[Image-grounded pointing data]
+ + + + + + +
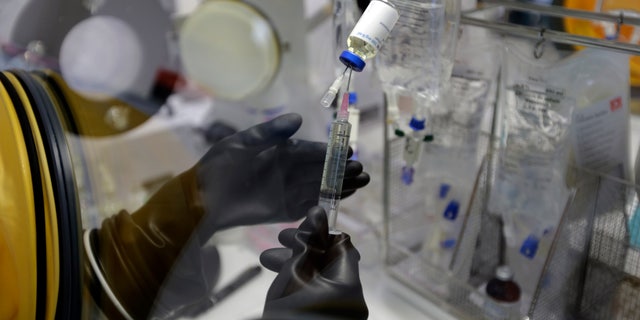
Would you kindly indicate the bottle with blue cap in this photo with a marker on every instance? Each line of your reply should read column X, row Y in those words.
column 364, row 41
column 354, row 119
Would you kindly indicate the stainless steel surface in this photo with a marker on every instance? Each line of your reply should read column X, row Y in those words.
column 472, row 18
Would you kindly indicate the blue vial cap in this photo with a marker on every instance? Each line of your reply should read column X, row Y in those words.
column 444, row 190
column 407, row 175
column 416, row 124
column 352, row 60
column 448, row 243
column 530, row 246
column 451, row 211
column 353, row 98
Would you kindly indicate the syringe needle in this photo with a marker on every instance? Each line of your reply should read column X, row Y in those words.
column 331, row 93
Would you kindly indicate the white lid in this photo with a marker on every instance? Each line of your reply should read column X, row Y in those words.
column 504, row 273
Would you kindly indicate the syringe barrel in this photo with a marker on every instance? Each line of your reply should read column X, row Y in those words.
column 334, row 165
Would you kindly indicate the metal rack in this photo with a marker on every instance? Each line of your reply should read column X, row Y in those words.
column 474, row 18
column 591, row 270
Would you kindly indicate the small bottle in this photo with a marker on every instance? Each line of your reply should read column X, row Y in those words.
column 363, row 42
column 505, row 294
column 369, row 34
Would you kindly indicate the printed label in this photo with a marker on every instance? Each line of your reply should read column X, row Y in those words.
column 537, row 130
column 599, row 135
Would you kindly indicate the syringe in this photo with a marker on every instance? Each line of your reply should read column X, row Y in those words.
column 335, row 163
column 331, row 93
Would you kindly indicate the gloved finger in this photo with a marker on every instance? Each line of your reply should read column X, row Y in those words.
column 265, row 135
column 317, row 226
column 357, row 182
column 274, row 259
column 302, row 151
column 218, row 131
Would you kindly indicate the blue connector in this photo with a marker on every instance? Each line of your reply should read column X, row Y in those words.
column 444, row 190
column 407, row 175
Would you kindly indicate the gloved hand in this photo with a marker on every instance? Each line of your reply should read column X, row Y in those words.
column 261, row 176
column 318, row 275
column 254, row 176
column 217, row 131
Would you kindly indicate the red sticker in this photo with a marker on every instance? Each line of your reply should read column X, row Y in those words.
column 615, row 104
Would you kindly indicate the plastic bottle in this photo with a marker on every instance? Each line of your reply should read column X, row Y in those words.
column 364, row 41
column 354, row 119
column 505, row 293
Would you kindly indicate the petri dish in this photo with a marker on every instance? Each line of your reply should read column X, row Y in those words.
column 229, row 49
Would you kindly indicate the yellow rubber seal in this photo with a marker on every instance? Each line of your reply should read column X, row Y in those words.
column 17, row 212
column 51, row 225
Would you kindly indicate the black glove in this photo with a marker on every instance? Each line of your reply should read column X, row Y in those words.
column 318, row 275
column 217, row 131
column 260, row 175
+ + + + + + +
Output the entries verbatim, skipping images.

### Answer to this task
Would you kindly indicate the bottle with blue cap in this photo with a marker on every instance? Each line of your reply should read column X, row Y in those words.
column 364, row 41
column 354, row 119
Would you kindly indicate the stainless steel surface in this photo with a marker on every instance? Each line of your reply should read column X, row Y in those words.
column 472, row 18
Would you kindly indicate the blue vial cap in this photo with a marker on every instance? Each line of your reply should read column X, row Y in those words.
column 444, row 190
column 407, row 175
column 416, row 124
column 352, row 60
column 448, row 243
column 530, row 246
column 451, row 211
column 353, row 98
Would you kindly indicate the syringe needle in this photo with a marker on every instance? Each line of your reply should read column X, row Y in those words.
column 331, row 93
Would you kindly indicate the white lid in this photo with a marker on every instance? Each line of your reply should read column X, row Y in those words.
column 504, row 273
Would you kindly indicate the syringe barrel in this photo with a marker on every instance? Each line of your reply should read column X, row Y in those words.
column 334, row 165
Would you kindly indicate the metal rack in this photo with a marker on every instance? Each line of your reply should read column X, row Y in those words.
column 474, row 18
column 591, row 270
Would you kindly indicate the small bottle in this photo with a marker on every instance? Each line of your reply should read column X, row Y in those words.
column 363, row 42
column 505, row 294
column 369, row 34
Would you kindly indicate the printed label in this photo with a marker on every instance? Each line of your reply should read column X, row Y in those words.
column 537, row 130
column 599, row 135
Would you kindly indicate the syringe in this photo with a marker on every instance? Each line of your reply should read column X, row Y in those words.
column 335, row 163
column 331, row 93
Would you kindly indicate the gloved finger in this photo with a marker on every instance? Each line of your reply should read column X, row Y in those words.
column 265, row 135
column 317, row 226
column 357, row 182
column 274, row 259
column 302, row 151
column 218, row 131
Would you kindly indicate the blue connector in this photo with a marker on every instance? Each line of your reply should read column X, row Y in those words.
column 444, row 190
column 407, row 175
Would you kindly indicate the gloved hand in this photo with a marker on every instance? Each line of your reply should read column X, row Y in those words.
column 261, row 176
column 318, row 275
column 254, row 176
column 217, row 131
Would you kindly indicate the red sticker in this photo with a marker on every instance? Each line of your reply should read column X, row Y in those words.
column 615, row 104
Would you kindly indicate the plastic bottle in this photo with a marker on every instance? Each line of your reply should read column X, row Y in those words.
column 364, row 41
column 354, row 119
column 505, row 293
Would you kindly indicate the petri dish in this photo with a marker on every instance? Each line of your reply should read column X, row Y in those words.
column 229, row 49
Would you kindly indicate the yellow rubber seal in this photo with a marker on every instance? Each line of your reply should read column X, row Y in those words.
column 17, row 212
column 51, row 225
Would you kindly indicate the black glove in this photo with a marker on every instance? Each line of your reply should read column X, row Y in those words.
column 318, row 275
column 217, row 131
column 260, row 175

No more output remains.